**Extracted text:**

+--

A live IPL forecasting and market execution engine that combines leakage-safe match prediction, real-time lineup/toss ingestion, automated decision logic, and cloud-deployed monitoring/retraining.
IPL Engine ingests historical and live match data, waits for toss and confirmed lineup information, generates pre-match win probabilities using a stacked ensemble trained on ball-by-ball data, compares them against market prices, applies Kelly criterion risk sizing, executes decisions automatically, tracks outcomes and P&L, and retrains the model after each match day.
- Forecasting: Stacked ensemble of logistic regressions averaging 74.3% walk-forward accuracy across 2023–2025 seasons, trained on 284 engineered features with strict chronological ordering
- Live data ingestion: Polls ESPNCricinfo for toss results and confirmed playing XIs, with on-the-fly player data fetching for previously unseen players
- Market comparison: Discovers relevant prediction markets, extracts live prices, computes model edge over market-implied probabilities
- Risk sizing: Half-Kelly criterion with configurable fraction caps, minimum confidence (60%) and minimum edge (3%) filters — coin-flip predictions are automatically skipped
- Automated execution: Places and tracks positions, prevents duplicate bets across restarts, reconciles local state against exchange positions on startup
- Retraining: Rebuilds the dataset and retrains the model after each match day, incorporating new results while excluding unplayed fixtures
- Monitoring: Real-time dashboard with live match tracking, upcoming schedule, match history, and P&L statistics
All data comes from ESPNCricinfo via the cricdata Python client: match metadata, full ball-by-ball deliveries, T20 career innings for every player, player bios, weather, captaincy records, and innings-level fielding stats.
284 features across 15 categories, computed in strict chronological order — every feature for a given match uses only data available before that match.

+--

**Record excerpts:**
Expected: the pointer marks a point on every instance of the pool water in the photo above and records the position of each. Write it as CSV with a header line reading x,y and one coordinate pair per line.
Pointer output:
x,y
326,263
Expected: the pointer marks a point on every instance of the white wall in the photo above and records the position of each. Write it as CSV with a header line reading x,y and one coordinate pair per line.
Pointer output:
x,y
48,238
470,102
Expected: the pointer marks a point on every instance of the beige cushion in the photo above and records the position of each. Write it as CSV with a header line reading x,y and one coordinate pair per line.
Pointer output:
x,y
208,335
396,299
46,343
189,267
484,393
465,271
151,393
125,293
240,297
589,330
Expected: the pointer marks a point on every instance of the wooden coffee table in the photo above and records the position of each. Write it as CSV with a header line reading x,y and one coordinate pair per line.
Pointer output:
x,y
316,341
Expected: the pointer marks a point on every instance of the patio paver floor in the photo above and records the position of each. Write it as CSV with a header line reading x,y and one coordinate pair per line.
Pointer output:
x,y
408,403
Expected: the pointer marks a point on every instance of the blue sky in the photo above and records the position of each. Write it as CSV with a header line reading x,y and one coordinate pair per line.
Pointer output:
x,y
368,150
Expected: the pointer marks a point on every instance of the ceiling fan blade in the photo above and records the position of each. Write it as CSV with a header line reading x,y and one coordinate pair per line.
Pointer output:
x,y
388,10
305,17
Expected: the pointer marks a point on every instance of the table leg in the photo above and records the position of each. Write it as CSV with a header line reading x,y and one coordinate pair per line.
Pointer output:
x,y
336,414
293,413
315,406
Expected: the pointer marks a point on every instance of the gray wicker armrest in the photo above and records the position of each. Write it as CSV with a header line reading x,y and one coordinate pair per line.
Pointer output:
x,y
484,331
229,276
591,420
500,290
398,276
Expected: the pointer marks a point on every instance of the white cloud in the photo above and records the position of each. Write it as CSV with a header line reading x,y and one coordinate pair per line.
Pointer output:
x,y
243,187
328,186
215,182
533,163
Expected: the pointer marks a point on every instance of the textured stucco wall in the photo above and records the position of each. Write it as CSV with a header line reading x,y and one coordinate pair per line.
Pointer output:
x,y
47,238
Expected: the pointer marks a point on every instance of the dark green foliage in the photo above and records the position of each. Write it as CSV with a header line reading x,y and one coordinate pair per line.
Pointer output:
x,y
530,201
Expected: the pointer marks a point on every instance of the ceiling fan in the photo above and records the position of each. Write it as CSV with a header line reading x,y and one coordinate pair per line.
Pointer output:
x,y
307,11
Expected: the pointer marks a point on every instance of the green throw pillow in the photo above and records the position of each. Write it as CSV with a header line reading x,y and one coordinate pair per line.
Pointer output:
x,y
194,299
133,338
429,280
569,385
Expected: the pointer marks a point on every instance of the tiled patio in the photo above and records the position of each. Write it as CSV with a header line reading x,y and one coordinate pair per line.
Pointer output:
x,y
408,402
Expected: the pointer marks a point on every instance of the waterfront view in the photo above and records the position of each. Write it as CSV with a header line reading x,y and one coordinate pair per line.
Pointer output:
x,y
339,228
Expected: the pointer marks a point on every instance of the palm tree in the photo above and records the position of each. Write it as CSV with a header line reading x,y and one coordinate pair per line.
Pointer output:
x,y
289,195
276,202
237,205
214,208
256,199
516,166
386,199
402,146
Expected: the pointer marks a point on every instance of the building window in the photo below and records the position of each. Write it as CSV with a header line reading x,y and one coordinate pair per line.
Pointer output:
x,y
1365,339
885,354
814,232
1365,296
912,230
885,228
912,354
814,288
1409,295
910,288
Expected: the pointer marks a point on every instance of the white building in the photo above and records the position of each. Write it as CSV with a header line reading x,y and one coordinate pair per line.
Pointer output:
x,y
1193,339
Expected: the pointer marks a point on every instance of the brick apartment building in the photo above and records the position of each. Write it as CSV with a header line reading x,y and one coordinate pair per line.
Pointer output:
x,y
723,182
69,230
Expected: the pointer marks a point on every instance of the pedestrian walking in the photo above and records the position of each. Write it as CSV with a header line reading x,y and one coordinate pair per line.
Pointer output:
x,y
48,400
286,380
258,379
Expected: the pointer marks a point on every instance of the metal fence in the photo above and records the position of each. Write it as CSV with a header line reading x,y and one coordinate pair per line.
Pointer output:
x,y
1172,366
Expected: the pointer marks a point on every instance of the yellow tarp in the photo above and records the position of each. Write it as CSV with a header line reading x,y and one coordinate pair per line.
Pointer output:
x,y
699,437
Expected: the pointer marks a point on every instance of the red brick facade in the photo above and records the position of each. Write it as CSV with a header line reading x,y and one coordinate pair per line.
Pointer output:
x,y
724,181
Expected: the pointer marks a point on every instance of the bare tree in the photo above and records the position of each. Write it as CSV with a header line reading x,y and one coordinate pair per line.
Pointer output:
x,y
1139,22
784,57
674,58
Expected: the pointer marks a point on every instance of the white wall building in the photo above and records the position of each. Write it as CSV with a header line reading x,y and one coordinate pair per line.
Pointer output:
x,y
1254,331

+--

**Tasks to carry out:**
a. According to the IPL Engine description, what average walk-forward accuracy does the stacked ensemble reach?
b. Reproduce the IPL Engine description between "IPL Engine ingests" and "each match day.", inclusive.

**Answers to this exercise:**
a. 74.3% across the 2023–2025 seasons.

b.
IPL Engine ingests historical and live match data, waits for toss and confirmed lineup information, generates pre-match win probabilities using a stacked ensemble trained on ball-by-ball data, compares them against market prices, applies Kelly criterion risk sizing, executes decisions automatically, tracks outcomes and P&L, and retrains the model after each match day.